The paradigm of Alzheimer’s disease (AD) treatment is at a major turning point, with positive reports of disease-modifying therapies, including anti-amyloid approaches [1]. This gives hope that early detection and curative treatment of AD using biomarkers may be possible in the future. However, this approach is not yet suitable for application to all populations in real clinical settings due to costs and accessibility [2]. The population is aging and it is known that multiple factors affect the onset of AD, and no one can be completely free from the onset of AD. Therefore, cost-effective methods for the early diagnosis of AD are required.
Currently, screening tools, such as the Mini-Mental State Examination (MMSE) [3] and Montreal Cognitive Assessment [4], are used to detect cognitive impairment. MMSE is the most widely used tool that provides a global measure of cognitive impairment in clinical, research, and community settings. However, a recent study found no evidence supporting the significant role of MMSE as a “stand-alone single-dose test” in identifying patients who develop AD. Bondi et al. stated that conventional criteria for cognitive decline can be problematic because they rely on impairment on a single neuropsychological test, clinical judgment, or limited neuropsychological assessment using a “one test equals one domain” methodology [5,6]. Jak et al. [7] suggested that the neuropsychological (NP) criteria using comprehensive neuropsychological tests offer the ideal balance of sensitivity and reliability by using a more liberal >1 SD cut-off for impairment (rather than a 1.5–2 SD cut-off), with the essential need for at least two impaired scores within one cognitive domain. When analyzed using Alzheimer’s Disease Neuroimaging Initiative (ADNI) data, approximately one-third of participants diagnosed with mild cognitive impairment (MCI) using the conventional criteria were cognitively normal (CN) diagnosed using NP criteria [6]. Additionally, when participants re-diagnosed with CN were further explored, many characteristics, such as imaging findings, genetic biomarkers, and pathological findings, were more consistent with CN than with MCI [8].
The validity of the NP criteria has been tested in many studies. However, the three cognitive domains included in the NP criteria were memory, language, and executive function; the remaining visuospatial functions and attentional abilities were excluded. In addition, the ADNI data, mainly used to verify the NP criteria, lacked cognitive function test results corrected for participants’ education level. Therefore, in this study, we conducted a comprehensive neuropsychological test that included all five cognitive domains and attempted to create a cost-effective screening test combination based on the results adjusted for each subject’s age, sex, and education level. Additionally, we used deep learning (DL), an artificial intelligence technology, for this analysis. DL works by mimicking the operation of the human brain, generating automated predictions from input data [9]. In other words, because it can extract predictive values by identifying and learning patterns from input data with complex relationships, DL is establishing itself as a new tool showing promising results in early stage AD research [10].
Consequently, this study aimed to use DL technology to create a cost-effective screening tool for cognitive decline.

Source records
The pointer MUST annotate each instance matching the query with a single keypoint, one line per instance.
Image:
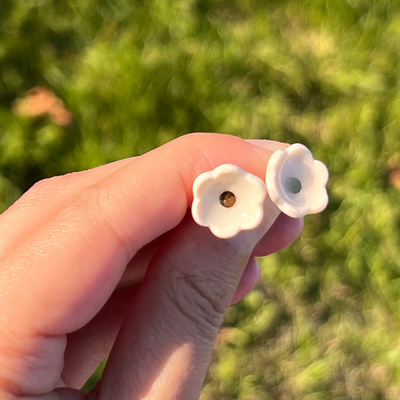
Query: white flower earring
(228, 200)
(296, 182)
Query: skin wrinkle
(94, 269)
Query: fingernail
(271, 145)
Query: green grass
(324, 321)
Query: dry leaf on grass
(41, 101)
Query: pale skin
(67, 302)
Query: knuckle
(202, 300)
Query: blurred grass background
(324, 321)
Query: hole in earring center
(227, 199)
(293, 185)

DIRECTIONS FOR THIS TASK
Please copy the passage on Alzheimer’s disease screening, starting with "The paradigm of" and going on through "AD are required.", and switch "paradigm" to "framework".

FINAL ANSWER
The framework of Alzheimer’s disease (AD) treatment is at a major turning point, with positive reports of disease-modifying therapies, including anti-amyloid approaches [1]. This gives hope that early detection and curative treatment of AD using biomarkers may be possible in the future. However, this approach is not yet suitable for application to all populations in real clinical settings due to costs and accessibility [2]. The population is aging and it is known that multiple factors affect the onset of AD, and no one can be completely free from the onset of AD. Therefore, cost-effective methods for the early diagnosis of AD are required.